━━━ Excerpt

Find out who I am.

Pat Kelman candid photo

I’ll stand at the front of any room if that’s what it takes to get you looking. But I’m always pointing somewhere else.

I remember standing at the back of the main screen in the Curzon Mayfair, watching Charlotte Rampling walk out to the rapturous applause of four hundred people. The film was Hannah — a small, quiet film that would never have been released in the UK without our company. And there she was, receiving exactly the kind of reception her work deserved.

That’s the moment I’m always working towards. Not the deal, not the booking, not the review. The room looking at something it wouldn’t have seen without me.

I’ve been doing this my whole life, in one form or another — teaching English literature, running a film club, building a film distribution company, training people to make their lives better with tech, making tools that show you what your audience is actually saying when nobody’s watching.

Same gesture. Different materials.

Growing up in Cornwall in the seventies, I was the kid who couldn’t quite talk to people – but I found that if I could share a film, or a record, or invite someone around to watch something, that was enough. That was the connection.

━━━━━━

§ What is required:
Resume the first-person account of a life spent sharing films and ideas with others, picking up right after its final sentence. The items are not needed here.

━━━ Records provided

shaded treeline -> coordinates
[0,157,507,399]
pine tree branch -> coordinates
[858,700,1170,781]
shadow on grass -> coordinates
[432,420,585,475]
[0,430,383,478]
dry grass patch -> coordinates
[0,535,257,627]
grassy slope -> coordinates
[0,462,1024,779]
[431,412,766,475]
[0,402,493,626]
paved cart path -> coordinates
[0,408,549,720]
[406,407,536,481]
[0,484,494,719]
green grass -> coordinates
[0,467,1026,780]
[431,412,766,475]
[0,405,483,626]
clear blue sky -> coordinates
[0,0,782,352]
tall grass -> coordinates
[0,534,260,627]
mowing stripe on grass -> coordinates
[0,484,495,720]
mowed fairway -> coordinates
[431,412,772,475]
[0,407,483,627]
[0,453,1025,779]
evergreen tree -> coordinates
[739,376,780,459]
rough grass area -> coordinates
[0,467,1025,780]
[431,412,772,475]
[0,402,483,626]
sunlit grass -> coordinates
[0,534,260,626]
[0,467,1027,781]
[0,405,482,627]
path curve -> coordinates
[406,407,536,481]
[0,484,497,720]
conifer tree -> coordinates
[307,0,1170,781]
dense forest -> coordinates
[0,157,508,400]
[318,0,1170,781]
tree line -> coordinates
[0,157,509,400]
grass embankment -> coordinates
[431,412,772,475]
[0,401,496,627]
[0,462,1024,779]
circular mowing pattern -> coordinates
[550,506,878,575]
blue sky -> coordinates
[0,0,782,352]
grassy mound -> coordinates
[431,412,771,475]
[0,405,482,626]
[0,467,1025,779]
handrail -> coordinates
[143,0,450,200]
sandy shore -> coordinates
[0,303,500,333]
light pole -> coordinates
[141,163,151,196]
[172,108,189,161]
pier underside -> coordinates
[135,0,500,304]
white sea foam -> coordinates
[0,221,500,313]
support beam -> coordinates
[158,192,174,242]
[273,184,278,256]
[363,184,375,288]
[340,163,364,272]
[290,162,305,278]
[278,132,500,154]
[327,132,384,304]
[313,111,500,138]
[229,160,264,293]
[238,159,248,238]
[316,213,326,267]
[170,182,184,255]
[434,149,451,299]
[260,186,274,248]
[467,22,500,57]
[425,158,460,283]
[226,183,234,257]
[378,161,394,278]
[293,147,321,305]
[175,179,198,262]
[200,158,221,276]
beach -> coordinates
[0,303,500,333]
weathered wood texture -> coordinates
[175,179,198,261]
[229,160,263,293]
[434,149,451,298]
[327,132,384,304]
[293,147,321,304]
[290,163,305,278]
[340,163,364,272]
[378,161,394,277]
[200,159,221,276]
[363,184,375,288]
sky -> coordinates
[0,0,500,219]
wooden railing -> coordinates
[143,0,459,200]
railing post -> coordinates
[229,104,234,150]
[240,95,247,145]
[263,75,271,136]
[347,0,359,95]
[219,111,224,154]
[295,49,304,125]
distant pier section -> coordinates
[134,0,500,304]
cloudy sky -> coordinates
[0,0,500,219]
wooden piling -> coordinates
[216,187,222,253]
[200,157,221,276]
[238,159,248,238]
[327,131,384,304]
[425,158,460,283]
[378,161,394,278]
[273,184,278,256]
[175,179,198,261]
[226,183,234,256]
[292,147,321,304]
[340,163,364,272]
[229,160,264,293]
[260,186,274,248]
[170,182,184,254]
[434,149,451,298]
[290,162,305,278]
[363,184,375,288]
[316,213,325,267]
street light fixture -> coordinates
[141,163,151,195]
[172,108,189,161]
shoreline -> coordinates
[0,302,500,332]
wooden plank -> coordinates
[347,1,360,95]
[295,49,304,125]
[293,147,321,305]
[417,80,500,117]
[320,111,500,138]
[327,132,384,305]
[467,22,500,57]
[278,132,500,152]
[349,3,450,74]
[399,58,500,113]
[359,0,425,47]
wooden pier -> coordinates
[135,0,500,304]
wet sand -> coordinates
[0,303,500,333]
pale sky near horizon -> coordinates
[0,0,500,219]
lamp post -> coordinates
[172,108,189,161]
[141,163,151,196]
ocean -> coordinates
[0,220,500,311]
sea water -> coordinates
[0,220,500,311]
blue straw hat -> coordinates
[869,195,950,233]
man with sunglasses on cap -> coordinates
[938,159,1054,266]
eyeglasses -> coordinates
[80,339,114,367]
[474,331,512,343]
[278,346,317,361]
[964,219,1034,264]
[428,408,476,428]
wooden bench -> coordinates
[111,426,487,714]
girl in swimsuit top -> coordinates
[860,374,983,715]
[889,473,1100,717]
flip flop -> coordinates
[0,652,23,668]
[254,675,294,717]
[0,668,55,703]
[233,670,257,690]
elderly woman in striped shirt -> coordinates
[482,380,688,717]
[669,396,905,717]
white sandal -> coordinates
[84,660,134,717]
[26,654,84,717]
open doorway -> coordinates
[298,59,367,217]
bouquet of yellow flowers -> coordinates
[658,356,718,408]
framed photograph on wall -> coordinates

━━━━━━

§ Exercise response:
I used to sit in the Regal in Redruth watching the same film three times on the same day because something in it needed to be understood, not just seen. I followed a double bill around five different cinemas across the county because the only way to watch it again was to go to the next town.

I became a teacher. Then an actor. Then a filmmaker. Then a film distributor — which, it turns out, someone told me was my destiny in a job interview in 1987. It took thirty years and a film I saw at Cannes to find out they were right.

Along the way I built some things I needed and couldn’t find anywhere else. Pain Point Pulse came out of wanting to understand what audiences were actually saying — not what they put in surveys, but what they typed at two in the morning when they thought nobody was watching.

The Kadence plugin came out of spending hours fighting a website when I should have been talking to it. These tools exist because I had the problem first.

I just happened to be able to build the answer.

I have an ADHD brain, which explains more than I realised — the obsessive repeat-watching, the hyperfocus, the systems I build to make everything work. I was diagnosed at 58, which means I spent a long time thinking I was just unreliable. Turns out I was wired differently.

The systems help. And now I share them.

None of this is separate. The film work and the tools and the training and the club — it’s all the same thing. I find what deserves attention and I make sure it gets seen.

Come and look at this.

“I heal the tribe through the power of story.”

I also run 606 Distribution — Cornwall’s first independent film distributor — and Pat’s Film Club, where I organise screenings bringing people together through film.